The task: Reproduce the lines below from the one that contains "If you could point to the wooden" through the end, inclusive, and add nothing.

Image-grounded pointing data
········

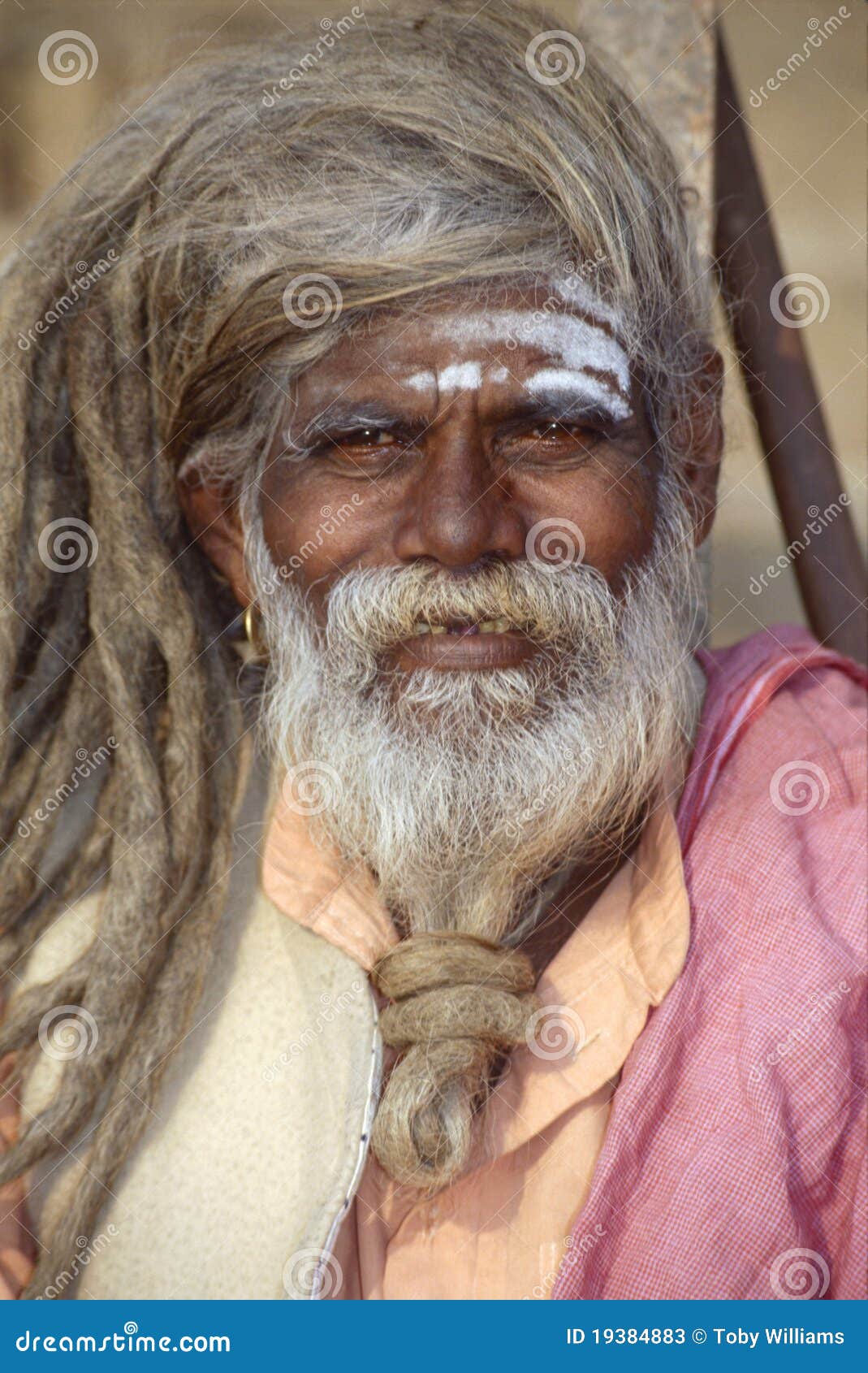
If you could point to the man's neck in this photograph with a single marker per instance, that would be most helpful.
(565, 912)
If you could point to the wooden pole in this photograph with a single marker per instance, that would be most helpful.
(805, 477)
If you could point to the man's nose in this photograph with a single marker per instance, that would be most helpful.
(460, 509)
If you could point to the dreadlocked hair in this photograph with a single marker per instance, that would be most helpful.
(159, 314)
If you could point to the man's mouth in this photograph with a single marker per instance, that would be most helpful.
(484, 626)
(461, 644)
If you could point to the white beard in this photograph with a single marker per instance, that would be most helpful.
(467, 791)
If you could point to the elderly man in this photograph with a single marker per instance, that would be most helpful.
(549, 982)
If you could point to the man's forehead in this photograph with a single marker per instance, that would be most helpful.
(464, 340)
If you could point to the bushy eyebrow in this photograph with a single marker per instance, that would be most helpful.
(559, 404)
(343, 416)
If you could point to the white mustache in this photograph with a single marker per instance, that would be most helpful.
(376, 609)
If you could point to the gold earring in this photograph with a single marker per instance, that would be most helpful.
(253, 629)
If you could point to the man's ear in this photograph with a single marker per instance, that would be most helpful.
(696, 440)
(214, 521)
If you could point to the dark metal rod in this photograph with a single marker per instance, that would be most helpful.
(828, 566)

········

Answer to the exercise:
If you could point to the wooden pole in this photograph with a single marker per instance, that would be most helpful.
(805, 477)
If you could point to the man's nose in this photograph with a single marker per instance, that would be most helpful.
(460, 509)
If you could point to the dreadlocked hair in this photograph with a single marker per instance, that would be most helpful.
(159, 314)
If you could point to the man's mouth in this photograph with a single marker per instance, that would be most helpful.
(484, 626)
(461, 644)
If you could point to the white beard in this photograph with a single marker per instance, that would be most helpful.
(467, 791)
If you could point to the elderly man in this photograph with a single marker per instance, that would be most helpful.
(549, 982)
If you could point to the man's forehead in this photograph with a single marker per instance, that would be most helpful.
(464, 340)
If you could point to the bushy eyebrow in this photograph with a single marker per instance, that would be most helpful.
(559, 404)
(343, 416)
If you could point to the white mustache in this photograph with a single marker per instance, that would be most helpful.
(376, 609)
If you could point to the gold earring in this photograph with a single marker per instance, that would be most helpful.
(253, 629)
If you could point to the man's ear in this photograph with a single marker per instance, that would be most helpful.
(696, 440)
(214, 521)
If you could point to the dark metal rod in this photograph with a single marker per instance, that would be most helpful.
(828, 566)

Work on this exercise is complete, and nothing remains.